→ **SOURCE PASSAGE**:
* * * * * * * * *
Claire Lister champions the role of the generalist

We all have areas that we excel in and ones we don’t. Some of us are better at focusing on one specific thing but others can spread themselves over a variety of different areas. We all know that old saying: ‘a Jack of all trades and a master of none’, but is it actually a bad thing?

There are many advantages to being a generalist, or a ‘Jack of all trades.’ First of all, you’re able to spread yourself across multiple platforms, still be good at them and can be relied upon to do them right. Secondly, you become a ringmaster of sorts, taking a lead role in what is presented to be at the company.

Being a generalist doesn’t necessarily mean you’re not a specialist in anything, it just means you’re more rounded than anyone else!


Many generalists fit well into a leadership role because their skills span a variety of areas and their knowledge of people and tasks are extensive. Rather than focusing their energy on one thing, they’re more likely to divide their strengths to stop them from getting bored. In order to be best placed to manage a full team of people, you need to know a lot about everything rather than be an expert on one thing.

So, having dabbled in various occupations or situations previously, you’ve gained a vast amount of experience which is useful when taking on a leadership role. As a result, you can rely on the experience you have to problem solve and get a range of jobs done.


The more things you learn, the better and more open you are at being taught things in the long-run. As a generalist, your craving for knowledge never really stops. Therefore, it’s time-saving and more efficient to train up existing generalists as they’re more accustomed to taking in information than most people. They’re quick to pick up on things and understand what to do and when. Efficient staff members that are able to take information on board quickly are a dream to have within a team.

Adaptability & Confidence

Much like a chameleon, you can change your mind-set to suit the job you’re about to complete. Usually, a generalist will jump at any opportunity, making them a valuable member of the team as they can cover many bases and are trusted to complete tasks to a high standard. Consequently, it pays to be relatively good at a few things because you can walk into any job or situation with confidence. Knowing you have an arsenal of skills that are required to complete a job can give you an air of self-assurance which is a quality that employers really like to know their employees have.
* * * * * * * * *
→ **DATASET RECORDS**:
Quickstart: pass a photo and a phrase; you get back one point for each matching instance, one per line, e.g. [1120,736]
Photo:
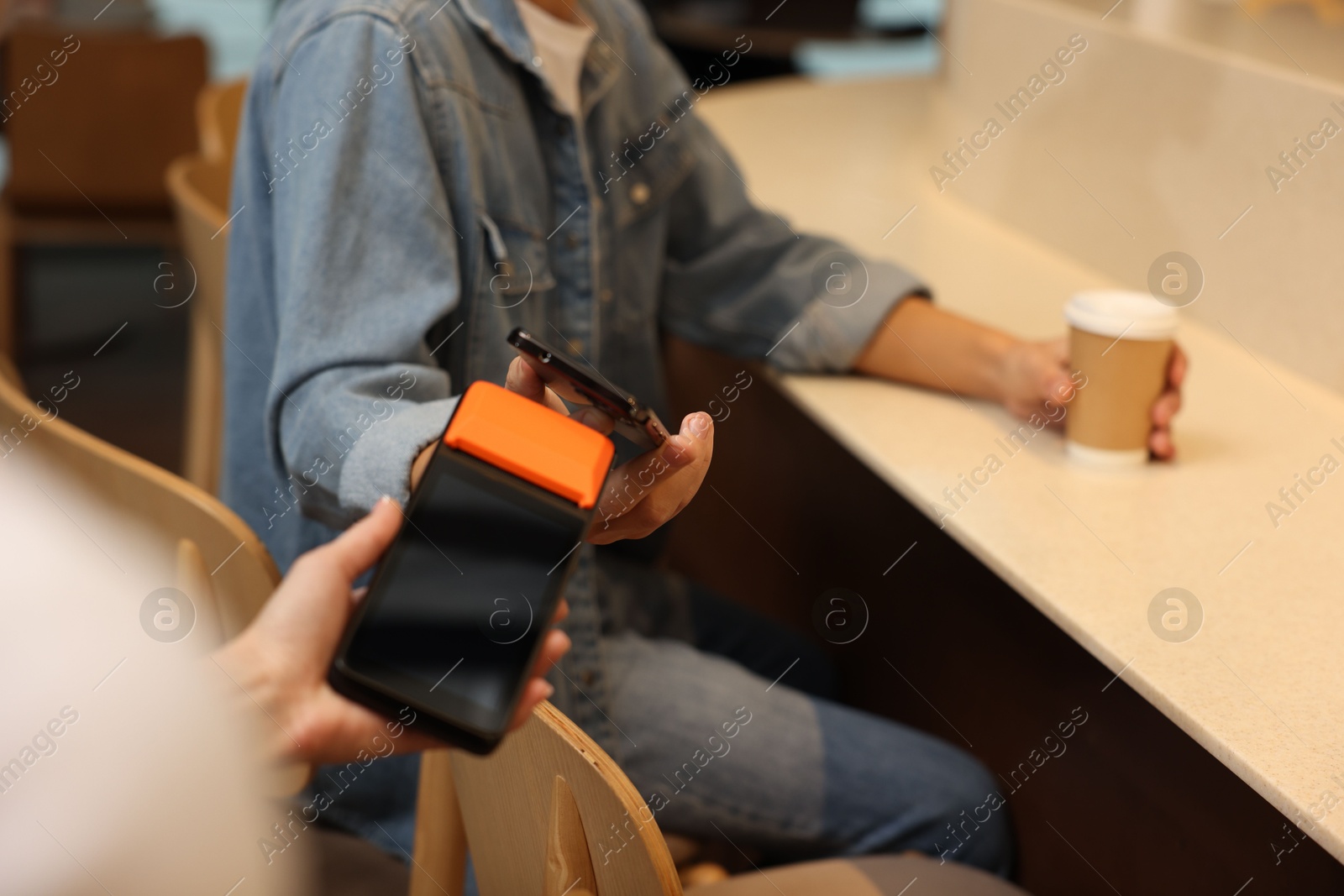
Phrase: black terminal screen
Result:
[456,609]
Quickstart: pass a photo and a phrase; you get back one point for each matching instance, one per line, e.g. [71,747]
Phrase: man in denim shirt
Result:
[409,188]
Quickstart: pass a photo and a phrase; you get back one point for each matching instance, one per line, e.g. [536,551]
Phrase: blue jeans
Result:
[719,752]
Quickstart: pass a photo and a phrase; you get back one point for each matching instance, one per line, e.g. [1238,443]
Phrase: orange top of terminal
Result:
[531,441]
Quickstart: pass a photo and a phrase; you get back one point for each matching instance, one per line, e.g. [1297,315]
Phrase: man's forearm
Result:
[927,345]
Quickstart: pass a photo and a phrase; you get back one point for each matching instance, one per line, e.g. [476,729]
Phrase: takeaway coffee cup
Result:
[1121,342]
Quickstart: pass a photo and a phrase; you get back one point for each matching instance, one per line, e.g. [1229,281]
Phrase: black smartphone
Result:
[457,609]
[635,421]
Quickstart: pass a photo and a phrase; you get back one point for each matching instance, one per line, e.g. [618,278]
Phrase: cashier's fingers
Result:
[538,688]
[647,492]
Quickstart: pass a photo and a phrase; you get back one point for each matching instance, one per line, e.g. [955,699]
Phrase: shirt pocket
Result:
[514,286]
[652,165]
[517,265]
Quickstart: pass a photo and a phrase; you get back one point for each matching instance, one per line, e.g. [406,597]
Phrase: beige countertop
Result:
[1258,684]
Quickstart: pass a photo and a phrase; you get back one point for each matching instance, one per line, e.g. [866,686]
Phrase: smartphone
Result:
[635,421]
[460,604]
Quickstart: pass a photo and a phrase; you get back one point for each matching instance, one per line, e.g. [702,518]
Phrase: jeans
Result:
[726,739]
[806,777]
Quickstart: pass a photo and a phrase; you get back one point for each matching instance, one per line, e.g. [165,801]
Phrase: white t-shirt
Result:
[561,46]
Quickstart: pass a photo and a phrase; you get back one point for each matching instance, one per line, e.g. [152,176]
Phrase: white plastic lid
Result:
[1116,312]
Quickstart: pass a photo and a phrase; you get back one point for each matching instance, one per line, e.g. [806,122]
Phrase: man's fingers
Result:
[1160,443]
[629,484]
[1176,367]
[1166,407]
[523,379]
[360,547]
[551,378]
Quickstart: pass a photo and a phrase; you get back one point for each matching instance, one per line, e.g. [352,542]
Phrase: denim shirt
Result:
[407,191]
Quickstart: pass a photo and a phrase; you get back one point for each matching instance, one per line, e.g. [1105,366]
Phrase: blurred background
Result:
[92,270]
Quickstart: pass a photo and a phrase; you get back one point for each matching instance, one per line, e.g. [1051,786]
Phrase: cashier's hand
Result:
[1035,379]
[643,493]
[281,658]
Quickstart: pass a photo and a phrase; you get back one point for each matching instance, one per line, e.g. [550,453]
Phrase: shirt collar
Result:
[501,24]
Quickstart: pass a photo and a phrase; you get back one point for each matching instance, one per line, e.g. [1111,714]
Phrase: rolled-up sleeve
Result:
[743,281]
[366,264]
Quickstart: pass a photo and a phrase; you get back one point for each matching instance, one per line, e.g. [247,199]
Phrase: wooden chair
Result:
[199,187]
[219,109]
[199,190]
[544,815]
[221,563]
[212,540]
[87,152]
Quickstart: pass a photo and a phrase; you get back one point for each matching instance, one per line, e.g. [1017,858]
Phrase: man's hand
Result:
[640,495]
[1039,372]
[281,658]
[927,345]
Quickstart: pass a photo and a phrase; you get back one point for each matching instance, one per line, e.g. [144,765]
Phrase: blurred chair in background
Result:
[199,188]
[87,148]
[221,563]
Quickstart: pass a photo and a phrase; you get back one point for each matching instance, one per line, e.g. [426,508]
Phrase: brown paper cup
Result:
[1121,343]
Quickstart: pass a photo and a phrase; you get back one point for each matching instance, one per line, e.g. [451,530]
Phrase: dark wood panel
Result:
[1132,805]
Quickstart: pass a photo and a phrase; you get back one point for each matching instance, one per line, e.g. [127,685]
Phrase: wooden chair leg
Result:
[8,288]
[440,864]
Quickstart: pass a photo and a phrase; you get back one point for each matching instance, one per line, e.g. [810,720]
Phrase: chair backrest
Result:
[101,127]
[549,812]
[221,563]
[199,190]
[219,110]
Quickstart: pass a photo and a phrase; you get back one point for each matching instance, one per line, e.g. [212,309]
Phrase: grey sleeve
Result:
[366,264]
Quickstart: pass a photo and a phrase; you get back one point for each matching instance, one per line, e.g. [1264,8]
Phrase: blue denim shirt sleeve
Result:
[356,394]
[743,281]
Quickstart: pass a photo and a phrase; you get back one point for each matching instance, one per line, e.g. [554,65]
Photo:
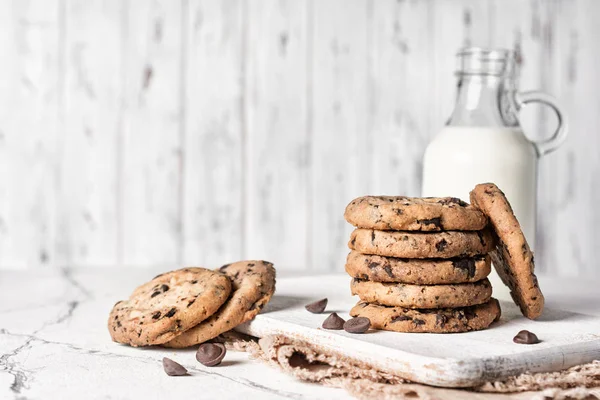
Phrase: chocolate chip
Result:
[388,270]
[334,322]
[441,245]
[401,318]
[437,222]
[357,325]
[441,319]
[317,307]
[480,235]
[373,265]
[466,264]
[211,354]
[171,312]
[161,289]
[453,200]
[526,337]
[173,368]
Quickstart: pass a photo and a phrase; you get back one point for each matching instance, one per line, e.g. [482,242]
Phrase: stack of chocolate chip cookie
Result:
[421,264]
[189,306]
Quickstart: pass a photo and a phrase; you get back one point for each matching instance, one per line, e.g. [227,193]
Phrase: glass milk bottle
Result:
[483,142]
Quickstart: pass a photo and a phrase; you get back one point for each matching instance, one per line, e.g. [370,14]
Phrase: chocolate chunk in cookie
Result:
[402,213]
[421,245]
[423,296]
[417,271]
[447,320]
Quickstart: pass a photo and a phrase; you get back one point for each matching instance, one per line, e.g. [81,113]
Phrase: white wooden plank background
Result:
[154,132]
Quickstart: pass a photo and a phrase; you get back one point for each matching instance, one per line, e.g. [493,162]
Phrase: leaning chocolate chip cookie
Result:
[168,305]
[422,296]
[400,213]
[421,245]
[448,320]
[253,286]
[417,271]
[512,257]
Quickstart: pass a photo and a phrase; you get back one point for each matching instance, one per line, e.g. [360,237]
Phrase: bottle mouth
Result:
[484,61]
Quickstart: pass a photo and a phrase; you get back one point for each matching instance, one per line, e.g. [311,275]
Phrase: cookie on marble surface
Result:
[168,305]
[512,257]
[422,296]
[417,271]
[448,320]
[253,286]
[421,245]
[400,213]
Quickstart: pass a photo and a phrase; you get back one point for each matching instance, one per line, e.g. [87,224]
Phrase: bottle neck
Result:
[482,101]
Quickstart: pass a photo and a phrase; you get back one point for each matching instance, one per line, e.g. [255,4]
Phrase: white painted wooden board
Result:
[199,132]
[451,360]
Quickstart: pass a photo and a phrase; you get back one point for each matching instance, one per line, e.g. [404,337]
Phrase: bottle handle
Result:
[546,146]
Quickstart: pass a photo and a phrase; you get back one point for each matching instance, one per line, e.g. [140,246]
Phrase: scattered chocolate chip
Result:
[317,307]
[526,337]
[211,354]
[357,325]
[173,368]
[441,245]
[334,322]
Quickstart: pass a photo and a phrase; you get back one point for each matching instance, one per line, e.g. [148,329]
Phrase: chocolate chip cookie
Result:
[417,271]
[168,305]
[253,286]
[421,245]
[400,213]
[512,257]
[422,296]
[448,320]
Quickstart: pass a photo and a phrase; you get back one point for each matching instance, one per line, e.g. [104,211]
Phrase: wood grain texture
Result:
[89,146]
[29,93]
[399,112]
[152,126]
[201,132]
[277,144]
[571,176]
[214,132]
[339,99]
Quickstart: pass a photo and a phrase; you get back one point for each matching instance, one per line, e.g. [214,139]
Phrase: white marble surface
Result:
[54,343]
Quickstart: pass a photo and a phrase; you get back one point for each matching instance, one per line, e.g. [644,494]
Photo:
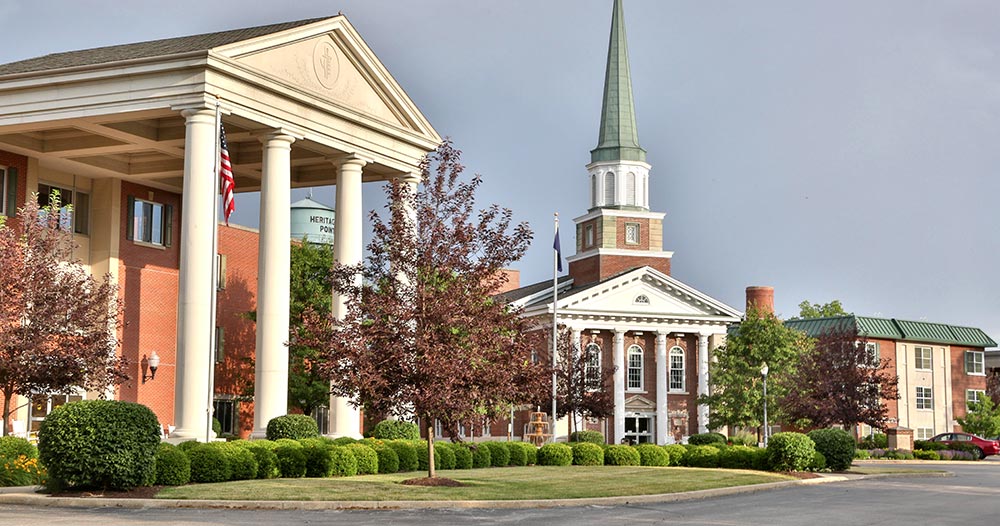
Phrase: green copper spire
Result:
[619,139]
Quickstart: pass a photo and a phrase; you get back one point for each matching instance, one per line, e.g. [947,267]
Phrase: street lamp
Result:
[763,373]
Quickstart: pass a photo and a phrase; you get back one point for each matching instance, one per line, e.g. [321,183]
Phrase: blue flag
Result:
[555,246]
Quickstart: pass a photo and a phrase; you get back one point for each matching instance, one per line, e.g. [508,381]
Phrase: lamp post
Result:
[763,373]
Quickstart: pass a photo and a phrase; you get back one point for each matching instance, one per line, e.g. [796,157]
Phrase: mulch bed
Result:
[144,492]
[434,482]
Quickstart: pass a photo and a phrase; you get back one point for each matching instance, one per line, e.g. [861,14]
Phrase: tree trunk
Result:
[430,451]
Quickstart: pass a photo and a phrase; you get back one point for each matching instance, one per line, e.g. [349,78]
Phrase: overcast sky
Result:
[834,150]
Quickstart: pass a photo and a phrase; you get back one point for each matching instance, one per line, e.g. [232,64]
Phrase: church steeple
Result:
[619,137]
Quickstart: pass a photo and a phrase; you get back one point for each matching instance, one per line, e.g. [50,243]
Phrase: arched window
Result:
[592,366]
[609,189]
[630,189]
[634,372]
[676,369]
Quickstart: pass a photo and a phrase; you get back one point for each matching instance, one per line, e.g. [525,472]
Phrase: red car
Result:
[986,447]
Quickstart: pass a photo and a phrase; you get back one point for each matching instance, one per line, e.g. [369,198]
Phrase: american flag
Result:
[226,175]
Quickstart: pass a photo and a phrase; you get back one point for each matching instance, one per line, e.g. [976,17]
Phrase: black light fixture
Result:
[153,362]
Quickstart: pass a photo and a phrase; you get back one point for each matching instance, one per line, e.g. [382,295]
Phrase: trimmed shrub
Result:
[587,454]
[789,451]
[737,457]
[594,437]
[388,460]
[291,461]
[292,426]
[707,439]
[836,445]
[209,464]
[499,454]
[652,455]
[676,452]
[173,468]
[100,443]
[621,455]
[396,430]
[702,457]
[555,455]
[480,456]
[463,456]
[343,463]
[818,462]
[406,454]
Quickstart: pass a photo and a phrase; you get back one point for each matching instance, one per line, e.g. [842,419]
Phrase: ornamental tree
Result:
[423,334]
[58,325]
[737,397]
[842,381]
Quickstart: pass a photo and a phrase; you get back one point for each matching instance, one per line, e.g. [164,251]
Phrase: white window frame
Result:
[634,350]
[981,363]
[676,352]
[924,399]
[919,358]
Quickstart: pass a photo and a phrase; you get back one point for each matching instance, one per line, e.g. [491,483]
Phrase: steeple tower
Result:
[619,232]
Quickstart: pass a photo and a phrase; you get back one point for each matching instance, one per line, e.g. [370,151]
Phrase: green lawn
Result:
[483,484]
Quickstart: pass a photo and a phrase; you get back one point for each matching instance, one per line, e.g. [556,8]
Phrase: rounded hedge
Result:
[737,457]
[652,455]
[292,426]
[100,443]
[406,454]
[621,455]
[173,468]
[702,457]
[365,457]
[587,454]
[836,445]
[555,454]
[463,456]
[291,461]
[790,451]
[388,460]
[209,464]
[594,437]
[676,452]
[707,439]
[499,454]
[396,430]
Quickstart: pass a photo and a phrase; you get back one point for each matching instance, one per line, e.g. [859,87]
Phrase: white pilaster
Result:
[662,368]
[194,327]
[273,276]
[619,358]
[702,381]
[345,419]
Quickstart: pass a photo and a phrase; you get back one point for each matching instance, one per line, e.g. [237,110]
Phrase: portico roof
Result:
[115,111]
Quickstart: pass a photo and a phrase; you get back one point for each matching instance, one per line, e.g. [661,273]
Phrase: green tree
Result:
[736,397]
[815,310]
[983,418]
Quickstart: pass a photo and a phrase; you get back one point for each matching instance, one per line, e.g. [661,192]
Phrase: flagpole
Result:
[209,409]
[555,320]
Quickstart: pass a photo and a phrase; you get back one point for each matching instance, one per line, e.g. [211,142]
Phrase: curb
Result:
[37,500]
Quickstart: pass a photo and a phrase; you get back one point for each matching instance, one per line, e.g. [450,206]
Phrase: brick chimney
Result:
[762,298]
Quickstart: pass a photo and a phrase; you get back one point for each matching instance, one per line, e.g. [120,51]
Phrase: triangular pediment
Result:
[328,59]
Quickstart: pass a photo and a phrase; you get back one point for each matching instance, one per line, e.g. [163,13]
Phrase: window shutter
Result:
[130,221]
[168,225]
[11,192]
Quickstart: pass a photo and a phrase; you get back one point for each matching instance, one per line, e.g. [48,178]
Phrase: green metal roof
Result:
[619,137]
[893,329]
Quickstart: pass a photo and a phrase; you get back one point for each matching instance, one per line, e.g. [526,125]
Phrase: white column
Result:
[662,368]
[619,358]
[345,420]
[273,276]
[194,291]
[702,381]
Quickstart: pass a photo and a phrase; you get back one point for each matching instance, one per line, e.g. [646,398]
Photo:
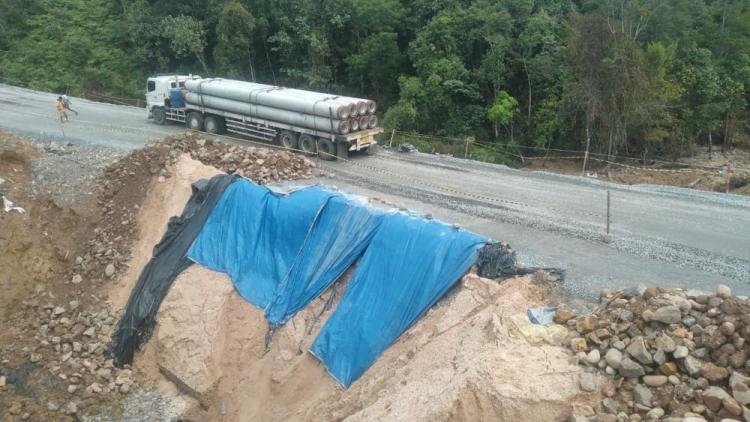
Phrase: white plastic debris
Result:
[8,206]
* * * * * * * * *
→ **SET PROBLEM 1**:
According to the article on generalists, why do many generalists fit well into a leadership role?
→ **SET PROBLEM 2**:
Carry on the article on generalists past its final sentence.
The entries are separate from the article on generalists.

→ **WRITTEN REPLY 1**:
Their skills span a variety of areas, and they have extensive knowledge of people and tasks.

→ **WRITTEN REPLY 2**:
Job Satisfaction & Variety

As a generalist, your time is largely taken up by the want and need to learn and participate in new things or by people needing your assistance in something. As a result, this is more likely to give you job satisfaction. However, remain wary. If you’re keen to get involved in a lot of things, and put yourself at the forefront of new projects, you may soon find yourself overloaded with commitments and tasks to complete. Too many responsibilities can lead to a quick burnout with stress becoming a major factor in your working life. Similarly, your focus can shift rapidly form one thing to another when really, it should stay on one thing.


 Being a generalist leaves you open to the demands of the market and suggests that you can slot into a job role if you’ve got knowledge and have experience in it.

So, if you’re aspiring to be someone who leads, has knowledge in multiple areas of training and office skills, and is never bored at work then call yourself a Jack of all trades and be proud!

Own that title and remember this:

Jack of all trades, master of none, but oftentimes better than master of one.

Claire Lister is the former Owner of Pitman Training Group ( Pitman is a market leader in the PA and secretarial training industry, delivering exceptional results for tens of thousands of students each year. Pitman also provide ... (Read More)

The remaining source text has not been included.